WORK TASK: Among the records that follow, find the line with "Pretty please, detect the jagged" and the line with "Pretty please, detect the rock surface". Set down those lines and all lines between them exactly, without adding anything.

MATERIAL FOR THE TASK:

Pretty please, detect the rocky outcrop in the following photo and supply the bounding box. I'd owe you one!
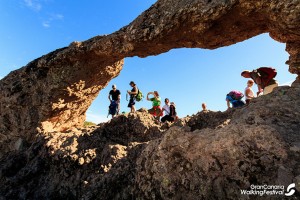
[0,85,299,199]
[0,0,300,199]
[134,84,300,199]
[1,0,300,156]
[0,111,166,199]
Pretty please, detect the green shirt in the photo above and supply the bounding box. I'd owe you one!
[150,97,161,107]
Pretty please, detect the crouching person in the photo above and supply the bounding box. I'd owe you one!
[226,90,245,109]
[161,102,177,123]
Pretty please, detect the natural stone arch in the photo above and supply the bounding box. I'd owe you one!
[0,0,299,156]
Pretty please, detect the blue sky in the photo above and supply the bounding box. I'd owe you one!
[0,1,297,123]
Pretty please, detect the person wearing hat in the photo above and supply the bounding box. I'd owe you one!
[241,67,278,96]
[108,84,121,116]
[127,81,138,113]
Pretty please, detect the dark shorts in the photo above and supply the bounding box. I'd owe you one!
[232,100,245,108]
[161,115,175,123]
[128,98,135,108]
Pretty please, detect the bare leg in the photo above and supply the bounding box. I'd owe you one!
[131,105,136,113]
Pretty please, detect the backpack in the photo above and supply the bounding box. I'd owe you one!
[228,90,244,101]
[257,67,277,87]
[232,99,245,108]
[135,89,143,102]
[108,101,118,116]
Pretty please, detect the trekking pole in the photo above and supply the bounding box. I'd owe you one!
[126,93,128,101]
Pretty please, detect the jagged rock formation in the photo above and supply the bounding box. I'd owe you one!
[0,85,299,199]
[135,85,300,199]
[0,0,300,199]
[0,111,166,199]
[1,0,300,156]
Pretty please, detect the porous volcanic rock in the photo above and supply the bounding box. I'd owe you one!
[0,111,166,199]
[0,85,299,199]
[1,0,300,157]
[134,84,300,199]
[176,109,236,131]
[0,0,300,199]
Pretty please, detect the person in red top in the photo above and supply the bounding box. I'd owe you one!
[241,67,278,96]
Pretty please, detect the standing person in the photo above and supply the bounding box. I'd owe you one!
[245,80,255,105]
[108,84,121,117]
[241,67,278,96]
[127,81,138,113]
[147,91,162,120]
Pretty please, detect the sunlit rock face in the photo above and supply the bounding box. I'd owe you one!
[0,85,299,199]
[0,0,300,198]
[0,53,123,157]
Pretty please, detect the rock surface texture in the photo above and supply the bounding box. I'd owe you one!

...

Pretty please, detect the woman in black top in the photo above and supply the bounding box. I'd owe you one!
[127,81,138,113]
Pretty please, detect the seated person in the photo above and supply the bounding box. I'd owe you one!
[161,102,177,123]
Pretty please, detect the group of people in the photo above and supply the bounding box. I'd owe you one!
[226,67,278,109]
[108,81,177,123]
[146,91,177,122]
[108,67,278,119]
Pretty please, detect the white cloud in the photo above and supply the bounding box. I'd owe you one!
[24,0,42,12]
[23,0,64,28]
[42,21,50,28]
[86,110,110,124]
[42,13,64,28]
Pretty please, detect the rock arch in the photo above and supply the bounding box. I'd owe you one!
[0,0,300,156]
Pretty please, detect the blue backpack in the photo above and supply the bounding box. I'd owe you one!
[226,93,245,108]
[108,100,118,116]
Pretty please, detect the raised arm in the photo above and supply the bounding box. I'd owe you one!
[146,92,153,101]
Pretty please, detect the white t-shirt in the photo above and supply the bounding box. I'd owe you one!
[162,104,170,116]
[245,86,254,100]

* * *

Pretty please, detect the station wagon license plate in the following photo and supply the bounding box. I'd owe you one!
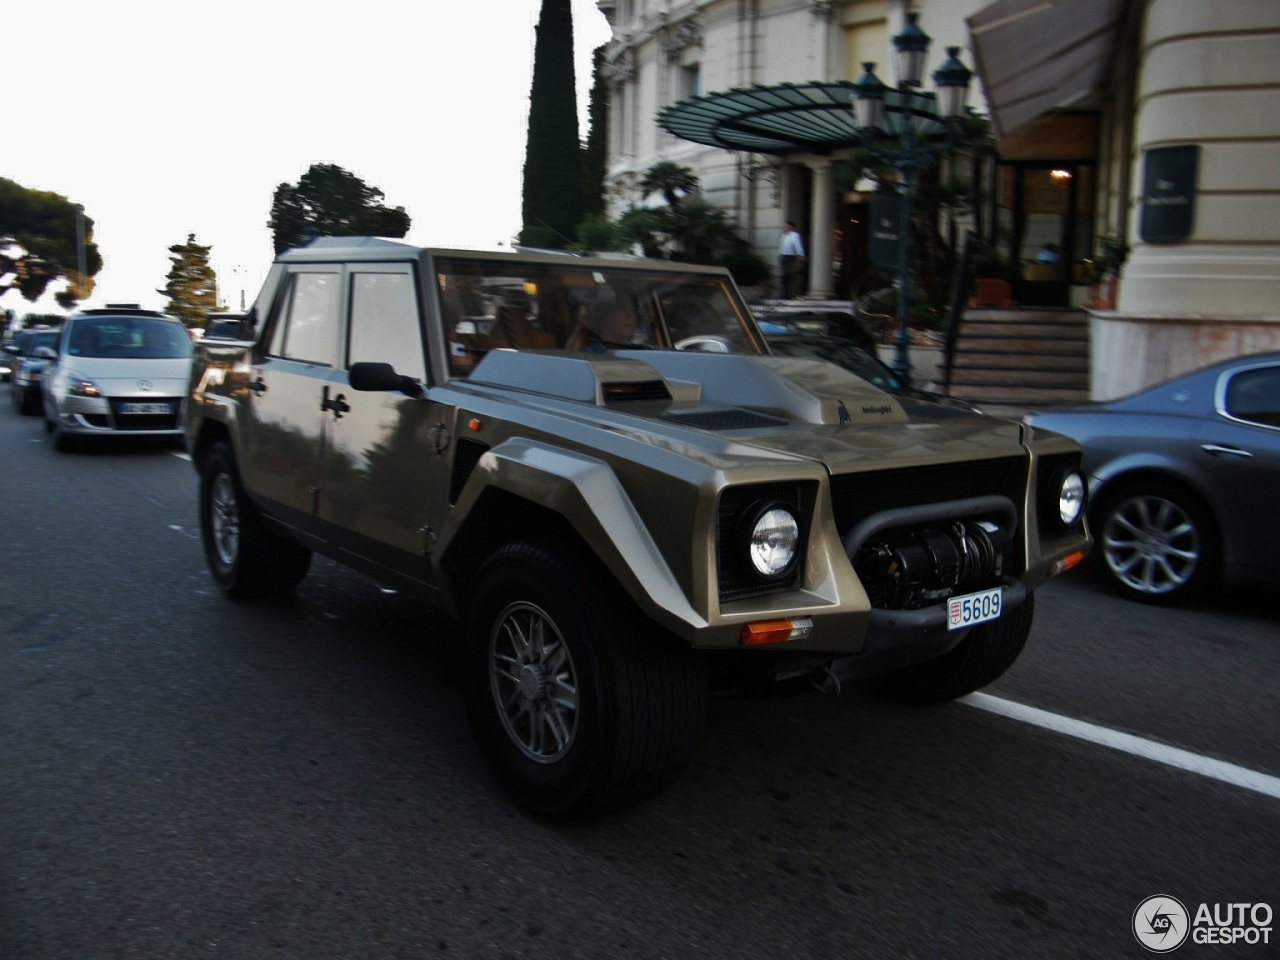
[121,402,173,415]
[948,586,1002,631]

OUTPUT BELOW:
Pretty please, detect the jagged rock formation in the photo above and supply the bounding box. I'd owe you one!
[0,85,299,199]
[135,85,300,199]
[0,0,300,199]
[0,111,166,199]
[1,0,300,156]
Pretty please, detect the porous volcanic rock in the photo above and supply the bounding box. I'd owe you one!
[0,111,166,199]
[0,85,299,199]
[1,0,300,157]
[134,84,300,199]
[176,109,236,131]
[0,0,300,199]
Pretty please, detect the person in red top in the photo above and supply the bounding box. I'd owe you one!
[241,67,278,96]
Pretty please, detect the standing person in the photo above and supply the bounding box. I'd owe you one!
[245,80,255,105]
[108,84,121,117]
[241,67,278,96]
[127,81,138,113]
[147,91,162,120]
Pretty please, detect the sunlit rock face in the photo above and supply the bounding box. I'd owe you one!
[0,85,299,199]
[0,0,300,198]
[0,53,123,157]
Pretty please, detect the rock surface texture in the photo above and supply the bounding box. I'd owe you one!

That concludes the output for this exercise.